→ **PROBLEM TO WORK ON**
Write out every line of all the items below as a JSON list of strings, one string per line, skipping blank lines. Leave the pictures out.

* Start INFORMATION SHOWN *

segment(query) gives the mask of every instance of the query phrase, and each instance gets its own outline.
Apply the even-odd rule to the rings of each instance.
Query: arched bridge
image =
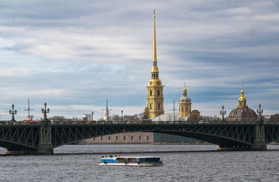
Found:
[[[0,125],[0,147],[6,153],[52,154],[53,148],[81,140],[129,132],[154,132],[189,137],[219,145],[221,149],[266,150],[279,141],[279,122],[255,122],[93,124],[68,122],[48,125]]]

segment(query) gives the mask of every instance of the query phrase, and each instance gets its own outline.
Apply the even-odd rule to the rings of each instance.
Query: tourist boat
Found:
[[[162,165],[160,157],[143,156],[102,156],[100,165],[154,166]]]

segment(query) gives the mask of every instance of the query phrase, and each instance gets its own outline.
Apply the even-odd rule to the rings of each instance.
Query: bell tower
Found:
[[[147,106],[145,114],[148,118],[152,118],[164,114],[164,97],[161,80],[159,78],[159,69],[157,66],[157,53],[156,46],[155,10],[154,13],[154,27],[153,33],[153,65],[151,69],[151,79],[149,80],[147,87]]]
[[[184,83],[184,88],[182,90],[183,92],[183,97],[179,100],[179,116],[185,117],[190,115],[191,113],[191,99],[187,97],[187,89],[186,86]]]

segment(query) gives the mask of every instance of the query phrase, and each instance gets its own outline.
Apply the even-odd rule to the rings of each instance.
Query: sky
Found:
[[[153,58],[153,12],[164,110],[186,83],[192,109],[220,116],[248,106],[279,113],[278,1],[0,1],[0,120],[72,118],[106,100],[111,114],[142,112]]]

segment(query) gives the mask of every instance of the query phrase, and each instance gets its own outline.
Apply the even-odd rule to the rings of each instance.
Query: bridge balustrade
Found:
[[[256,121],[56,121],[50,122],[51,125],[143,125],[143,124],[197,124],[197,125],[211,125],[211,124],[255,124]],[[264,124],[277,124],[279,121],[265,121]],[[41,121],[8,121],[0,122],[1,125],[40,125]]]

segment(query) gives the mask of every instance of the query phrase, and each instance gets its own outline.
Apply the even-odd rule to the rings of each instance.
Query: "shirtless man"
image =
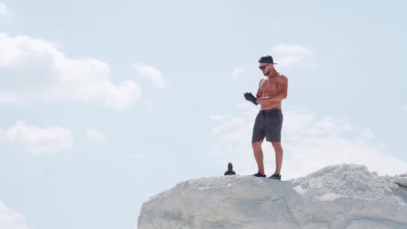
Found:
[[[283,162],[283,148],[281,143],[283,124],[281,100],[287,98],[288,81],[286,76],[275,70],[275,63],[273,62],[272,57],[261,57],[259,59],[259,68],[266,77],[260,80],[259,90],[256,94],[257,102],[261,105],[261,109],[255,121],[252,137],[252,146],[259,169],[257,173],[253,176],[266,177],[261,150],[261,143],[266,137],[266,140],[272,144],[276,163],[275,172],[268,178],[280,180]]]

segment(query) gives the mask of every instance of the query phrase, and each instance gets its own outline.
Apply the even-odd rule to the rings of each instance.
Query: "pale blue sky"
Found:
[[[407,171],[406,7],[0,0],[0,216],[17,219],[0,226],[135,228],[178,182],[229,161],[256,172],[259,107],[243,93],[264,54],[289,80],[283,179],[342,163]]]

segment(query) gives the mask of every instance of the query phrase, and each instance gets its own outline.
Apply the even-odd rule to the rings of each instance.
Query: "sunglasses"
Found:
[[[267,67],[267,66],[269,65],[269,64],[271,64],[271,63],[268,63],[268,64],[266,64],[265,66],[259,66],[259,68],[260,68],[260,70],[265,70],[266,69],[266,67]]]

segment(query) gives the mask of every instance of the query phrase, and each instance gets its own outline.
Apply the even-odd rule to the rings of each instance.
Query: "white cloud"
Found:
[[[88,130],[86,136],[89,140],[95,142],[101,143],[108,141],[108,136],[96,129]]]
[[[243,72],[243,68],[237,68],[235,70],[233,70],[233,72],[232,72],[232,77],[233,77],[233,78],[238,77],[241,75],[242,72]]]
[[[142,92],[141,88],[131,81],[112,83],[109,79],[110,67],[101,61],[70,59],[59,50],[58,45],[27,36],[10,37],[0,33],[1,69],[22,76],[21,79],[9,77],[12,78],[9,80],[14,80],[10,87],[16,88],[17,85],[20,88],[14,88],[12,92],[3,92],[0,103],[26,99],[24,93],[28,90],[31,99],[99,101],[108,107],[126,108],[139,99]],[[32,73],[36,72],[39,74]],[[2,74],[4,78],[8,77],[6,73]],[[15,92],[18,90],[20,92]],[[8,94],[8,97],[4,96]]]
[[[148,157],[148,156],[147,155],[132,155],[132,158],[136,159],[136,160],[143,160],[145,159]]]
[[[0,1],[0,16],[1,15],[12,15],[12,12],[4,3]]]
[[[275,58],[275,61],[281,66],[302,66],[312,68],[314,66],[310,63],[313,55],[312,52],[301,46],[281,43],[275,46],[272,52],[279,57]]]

* End INFORMATION SHOWN *

→ **TASK RESULT**
[
  "segment(query) gives the mask of every instance of the query phrase, and each instance gets its own outline.",
  "Apply the even-odd rule to the rings of each instance.",
  "Query: arched bridge",
  "image =",
  "Found:",
  "[[[0,125],[0,147],[6,153],[52,154],[53,148],[81,140],[129,132],[154,132],[189,137],[219,145],[221,149],[266,150],[279,141],[279,122],[255,122],[93,124],[68,122],[48,125]]]",
  "segment(query) gives the mask of every instance of the query phrase, and each instance gets its own outline.",
  "Apply the even-odd rule to the rings of each instance.",
  "Query: tourist boat",
  "Found:",
  "[[[162,165],[160,157],[143,156],[102,156],[100,165],[154,166]]]",
  "segment(query) gives the mask of every instance of the query phrase, and each instance gets its own outline.",
  "Apply the even-odd rule to the rings of each instance.",
  "Query: bell tower",
  "Found:",
  "[[[147,106],[145,114],[148,118],[152,118],[164,114],[164,97],[161,80],[159,78],[159,69],[157,66],[157,53],[156,46],[155,10],[154,13],[154,27],[153,33],[153,65],[151,69],[151,79],[149,80],[147,87]]]",
  "[[[184,83],[184,88],[182,90],[183,92],[183,97],[179,100],[179,116],[185,117],[190,115],[191,113],[191,99],[187,97],[187,89],[186,86]]]",
  "segment(query) gives the mask of every instance of the query phrase, and each instance gets its own outline.",
  "Apply the even-odd rule to the rings of each instance.",
  "Query: sky",
  "Found:",
  "[[[153,58],[153,12],[164,110],[186,83],[192,109],[220,116],[248,106],[279,113],[278,1],[0,1],[0,120],[72,118],[106,100],[111,114],[142,112]]]",
  "segment(query) gives the mask of every instance of the query phrase, and each instance gets its own outline.",
  "Apply the even-odd rule to the rings of each instance.",
  "Query: bridge balustrade",
  "Found:",
  "[[[256,121],[56,121],[50,122],[51,125],[143,125],[143,124],[197,124],[197,125],[211,125],[211,124],[255,124]],[[264,124],[277,124],[279,121],[265,121]],[[41,121],[8,121],[0,122],[1,125],[40,125]]]",
  "segment(query) gives the mask of every instance of the query phrase, and each instance gets its own outline.",
  "Apply the even-odd rule to the rings of each instance.",
  "Query: \"shirtless man\"",
  "image =",
  "Found:",
  "[[[283,162],[283,148],[281,143],[283,124],[281,100],[287,98],[288,81],[286,76],[275,70],[275,63],[273,62],[272,57],[261,57],[259,59],[259,68],[266,77],[260,80],[259,90],[256,94],[257,102],[261,105],[261,109],[255,121],[252,137],[252,146],[259,169],[257,173],[253,176],[266,177],[261,150],[261,143],[266,137],[266,140],[272,144],[276,163],[275,172],[268,178],[280,180]]]",
  "segment(query) gives the mask of every instance of the query phrase, and each instance gets its own outline.",
  "Apply the even-odd rule to the rings of each instance.",
  "Query: \"pale blue sky\"",
  "Found:",
  "[[[407,171],[406,7],[0,0],[0,216],[17,219],[0,226],[135,228],[178,182],[229,161],[256,172],[259,107],[243,93],[264,54],[289,80],[283,179],[342,163]]]",
  "segment(query) gives the mask of every instance of the query phrase, and each instance gets its own outline.",
  "Apply the even-odd rule to the rings of each instance.",
  "Query: \"sunglasses\"",
  "Found:",
  "[[[267,67],[267,66],[269,65],[269,64],[271,64],[271,63],[268,63],[268,64],[266,64],[265,66],[259,66],[259,68],[260,68],[260,70],[265,70],[266,69],[266,67]]]",
  "segment(query) gives the mask of every instance of the query phrase, and each instance gets its own outline.",
  "Apply the even-odd rule to the rings of each instance.",
  "Query: \"white cloud\"",
  "Found:",
  "[[[88,130],[86,136],[89,140],[95,142],[101,143],[108,141],[108,136],[96,129]]]",
  "[[[243,72],[243,68],[237,68],[235,70],[233,70],[233,72],[232,72],[232,77],[233,77],[233,78],[238,77],[241,75],[242,72]]]",
  "[[[142,92],[141,88],[131,81],[112,83],[109,79],[110,67],[101,61],[70,59],[59,50],[58,45],[27,36],[10,37],[0,33],[1,69],[22,76],[21,79],[9,77],[12,78],[9,80],[14,80],[10,87],[16,88],[17,85],[20,88],[14,88],[12,92],[3,92],[0,103],[26,99],[24,93],[28,90],[31,99],[99,101],[108,107],[126,108],[139,99]],[[32,73],[36,72],[39,74]],[[2,74],[4,78],[8,77],[6,73]],[[15,92],[18,90],[20,92]],[[8,94],[8,97],[4,96]]]",
  "[[[148,157],[148,156],[147,155],[132,155],[132,158],[136,159],[136,160],[143,160],[145,159]]]",
  "[[[0,1],[0,16],[1,15],[12,15],[12,12],[4,3]]]",
  "[[[275,58],[275,61],[281,66],[302,66],[312,68],[314,66],[310,63],[313,55],[312,52],[301,46],[281,43],[275,46],[272,52],[279,57]]]"
]